§ Source material
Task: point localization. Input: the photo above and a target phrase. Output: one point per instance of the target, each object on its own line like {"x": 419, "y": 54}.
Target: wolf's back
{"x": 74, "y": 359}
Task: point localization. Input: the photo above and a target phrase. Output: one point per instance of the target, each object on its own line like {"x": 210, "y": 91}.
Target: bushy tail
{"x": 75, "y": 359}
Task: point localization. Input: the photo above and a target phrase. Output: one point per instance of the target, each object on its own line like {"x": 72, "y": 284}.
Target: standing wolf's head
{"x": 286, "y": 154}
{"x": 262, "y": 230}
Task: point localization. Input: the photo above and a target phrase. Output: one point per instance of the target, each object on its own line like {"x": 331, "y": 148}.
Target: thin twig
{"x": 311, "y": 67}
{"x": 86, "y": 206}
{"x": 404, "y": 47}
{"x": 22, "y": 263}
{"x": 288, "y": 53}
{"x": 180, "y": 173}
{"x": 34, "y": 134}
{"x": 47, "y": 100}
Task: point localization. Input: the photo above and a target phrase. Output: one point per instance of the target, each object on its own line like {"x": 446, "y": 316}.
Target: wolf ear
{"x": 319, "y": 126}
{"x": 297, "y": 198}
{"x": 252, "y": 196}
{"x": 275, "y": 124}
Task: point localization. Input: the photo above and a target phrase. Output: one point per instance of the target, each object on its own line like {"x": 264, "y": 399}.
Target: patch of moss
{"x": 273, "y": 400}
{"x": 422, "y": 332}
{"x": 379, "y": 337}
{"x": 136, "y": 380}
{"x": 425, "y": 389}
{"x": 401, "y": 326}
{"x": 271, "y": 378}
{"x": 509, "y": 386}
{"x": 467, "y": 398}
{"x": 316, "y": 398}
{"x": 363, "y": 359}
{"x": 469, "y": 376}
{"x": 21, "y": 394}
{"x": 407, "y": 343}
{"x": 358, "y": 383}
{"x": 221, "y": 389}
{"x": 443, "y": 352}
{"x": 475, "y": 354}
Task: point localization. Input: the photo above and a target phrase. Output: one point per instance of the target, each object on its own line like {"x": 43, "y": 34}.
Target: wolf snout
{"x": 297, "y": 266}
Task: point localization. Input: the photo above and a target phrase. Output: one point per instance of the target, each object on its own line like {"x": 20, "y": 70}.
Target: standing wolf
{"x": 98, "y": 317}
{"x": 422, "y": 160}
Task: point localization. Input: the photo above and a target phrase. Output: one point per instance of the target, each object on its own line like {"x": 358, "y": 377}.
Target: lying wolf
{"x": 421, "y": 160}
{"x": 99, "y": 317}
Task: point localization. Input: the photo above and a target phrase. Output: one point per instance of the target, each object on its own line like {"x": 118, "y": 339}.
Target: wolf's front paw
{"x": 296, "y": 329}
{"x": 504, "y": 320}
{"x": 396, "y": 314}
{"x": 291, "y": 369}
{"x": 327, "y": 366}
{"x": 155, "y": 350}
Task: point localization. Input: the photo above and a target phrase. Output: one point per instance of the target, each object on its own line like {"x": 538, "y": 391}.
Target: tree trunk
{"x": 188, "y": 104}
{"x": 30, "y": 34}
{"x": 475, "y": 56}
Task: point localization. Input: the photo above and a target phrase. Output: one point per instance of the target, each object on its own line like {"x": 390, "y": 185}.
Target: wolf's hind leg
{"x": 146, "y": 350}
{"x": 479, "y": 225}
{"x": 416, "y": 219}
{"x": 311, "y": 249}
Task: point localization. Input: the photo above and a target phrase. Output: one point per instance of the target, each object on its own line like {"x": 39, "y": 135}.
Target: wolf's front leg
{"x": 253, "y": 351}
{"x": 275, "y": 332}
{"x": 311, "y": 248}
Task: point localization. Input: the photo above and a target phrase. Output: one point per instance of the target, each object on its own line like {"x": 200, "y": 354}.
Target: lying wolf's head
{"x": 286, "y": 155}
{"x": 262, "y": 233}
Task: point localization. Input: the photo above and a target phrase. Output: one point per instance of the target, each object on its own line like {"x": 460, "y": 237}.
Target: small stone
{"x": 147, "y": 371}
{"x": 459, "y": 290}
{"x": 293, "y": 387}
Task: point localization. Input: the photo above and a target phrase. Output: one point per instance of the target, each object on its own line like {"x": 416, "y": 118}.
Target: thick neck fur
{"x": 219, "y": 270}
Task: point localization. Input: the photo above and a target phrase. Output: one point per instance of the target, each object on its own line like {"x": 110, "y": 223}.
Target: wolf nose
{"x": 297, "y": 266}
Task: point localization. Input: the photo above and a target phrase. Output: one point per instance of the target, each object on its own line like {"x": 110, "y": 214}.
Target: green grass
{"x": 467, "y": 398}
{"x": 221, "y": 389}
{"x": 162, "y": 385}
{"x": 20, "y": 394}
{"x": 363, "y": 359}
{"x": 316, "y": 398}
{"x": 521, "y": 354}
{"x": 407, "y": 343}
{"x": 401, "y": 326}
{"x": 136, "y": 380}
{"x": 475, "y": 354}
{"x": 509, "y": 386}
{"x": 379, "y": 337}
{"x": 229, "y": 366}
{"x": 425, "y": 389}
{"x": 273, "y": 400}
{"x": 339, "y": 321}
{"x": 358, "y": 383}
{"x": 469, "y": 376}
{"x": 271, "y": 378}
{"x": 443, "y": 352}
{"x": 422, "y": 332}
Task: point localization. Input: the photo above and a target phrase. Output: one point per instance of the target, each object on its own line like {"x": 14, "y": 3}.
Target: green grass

§ Action item
The records are to be retyped exactly. No line may be skipped.

§ Answer space
Task: point localization. Input: the photo above and a target phrase. Output: one point per instance of the target, each object on its own line like {"x": 419, "y": 54}.
Target: wolf's back
{"x": 74, "y": 359}
Task: point localization. Input: the photo above and a target phrase. Output: one point per instance of the target, each object on its own line like {"x": 210, "y": 91}.
Target: bushy tail
{"x": 75, "y": 359}
Task: point localization. Input: the photo above and a target phrase. Output: one point per instance of the target, each object on its own line like {"x": 72, "y": 284}.
Target: standing wolf's head
{"x": 286, "y": 154}
{"x": 262, "y": 230}
Task: point localization. Input: the photo above and a target phrase. Output: one point per instance of the target, each object on its own line like {"x": 331, "y": 148}.
Target: thin twig
{"x": 311, "y": 67}
{"x": 86, "y": 206}
{"x": 404, "y": 47}
{"x": 22, "y": 263}
{"x": 288, "y": 53}
{"x": 180, "y": 173}
{"x": 34, "y": 134}
{"x": 47, "y": 100}
Task: point localization. Input: the photo above and a target phrase. Output: one point per instance of the target, each object on its own line like {"x": 446, "y": 316}.
Target: wolf ear
{"x": 319, "y": 126}
{"x": 297, "y": 198}
{"x": 252, "y": 196}
{"x": 275, "y": 124}
Task: point localization. Input: the photo above and a target phrase. Output: one point per instance of the target, each object on its own line like {"x": 264, "y": 399}.
Target: patch of moss
{"x": 273, "y": 400}
{"x": 422, "y": 332}
{"x": 379, "y": 337}
{"x": 136, "y": 380}
{"x": 425, "y": 389}
{"x": 401, "y": 326}
{"x": 271, "y": 378}
{"x": 509, "y": 386}
{"x": 467, "y": 398}
{"x": 316, "y": 398}
{"x": 363, "y": 359}
{"x": 469, "y": 376}
{"x": 21, "y": 394}
{"x": 407, "y": 343}
{"x": 358, "y": 383}
{"x": 221, "y": 389}
{"x": 443, "y": 352}
{"x": 475, "y": 354}
Task: point localization. Input: the photo above and a target phrase. Output: one point per instance of the target, each object on its own line like {"x": 43, "y": 34}.
Target: wolf snout
{"x": 297, "y": 266}
Task: point localization. Input: the photo above and a target phrase. Output: one point per instance of the target, each object on its own line like {"x": 20, "y": 70}.
Target: standing wolf
{"x": 98, "y": 317}
{"x": 422, "y": 160}
Task: point localization. Input: the photo above and a target phrase. Output: one point per instance of the target, each object on its own line like {"x": 358, "y": 377}.
Target: lying wolf
{"x": 421, "y": 160}
{"x": 99, "y": 317}
Task: point localization. Input: the photo above and a target phrase. Output: one point per instance of the target, each object on its own line like {"x": 118, "y": 339}.
Target: wolf's front paw
{"x": 296, "y": 329}
{"x": 504, "y": 320}
{"x": 396, "y": 314}
{"x": 291, "y": 369}
{"x": 327, "y": 366}
{"x": 155, "y": 350}
Task: point localization. Input: the photo above and a target phrase. Output: one point per instance of the target, each object on its own line like {"x": 538, "y": 391}.
Target: tree trunk
{"x": 188, "y": 104}
{"x": 30, "y": 34}
{"x": 475, "y": 56}
Task: point localization. Input: the photo above and a target phrase. Output: one point per instance of the target, each object on its own line like {"x": 390, "y": 185}.
Target: wolf's hind leg
{"x": 146, "y": 350}
{"x": 479, "y": 225}
{"x": 416, "y": 219}
{"x": 311, "y": 249}
Task: point localization. Input: the photo above and a target phrase. Output: one point per instance of the target, each object on its own line like {"x": 39, "y": 135}.
Target: wolf's front leg
{"x": 253, "y": 351}
{"x": 275, "y": 332}
{"x": 311, "y": 248}
Task: point localization. Input: the photo above and a target phrase. Output: one point per instance of the target, each object on its own line like {"x": 200, "y": 354}.
Target: lying wolf's head
{"x": 286, "y": 155}
{"x": 262, "y": 233}
Task: point localization. Input: the photo above and a target phrase. Output: one point per instance of the target, each object on its own line like {"x": 460, "y": 237}.
Target: small stone
{"x": 147, "y": 371}
{"x": 459, "y": 290}
{"x": 293, "y": 387}
Task: point localization. Input: the photo above and a target phrase. Output: one point per instance of the target, each object on its own line like {"x": 416, "y": 118}.
Target: thick neck fur
{"x": 219, "y": 270}
Task: point localization. Input: the photo above and a target phrase. Output: one point per instance of the target, each object on its own line like {"x": 110, "y": 223}.
Target: wolf nose
{"x": 297, "y": 266}
Task: point localization. Input: the photo above and a target phrase. Output: one point per instance of the target, each object on its own line like {"x": 110, "y": 214}.
Target: green grass
{"x": 467, "y": 398}
{"x": 221, "y": 389}
{"x": 162, "y": 385}
{"x": 20, "y": 394}
{"x": 363, "y": 359}
{"x": 316, "y": 398}
{"x": 521, "y": 354}
{"x": 407, "y": 343}
{"x": 401, "y": 326}
{"x": 136, "y": 380}
{"x": 475, "y": 354}
{"x": 509, "y": 386}
{"x": 379, "y": 337}
{"x": 229, "y": 366}
{"x": 425, "y": 389}
{"x": 273, "y": 400}
{"x": 339, "y": 321}
{"x": 358, "y": 383}
{"x": 469, "y": 376}
{"x": 271, "y": 378}
{"x": 443, "y": 352}
{"x": 422, "y": 332}
Task: point localization. Input: the photo above and a target phrase. Output: one point per instance of the target, each object on its own line like {"x": 14, "y": 3}.
Target: green grass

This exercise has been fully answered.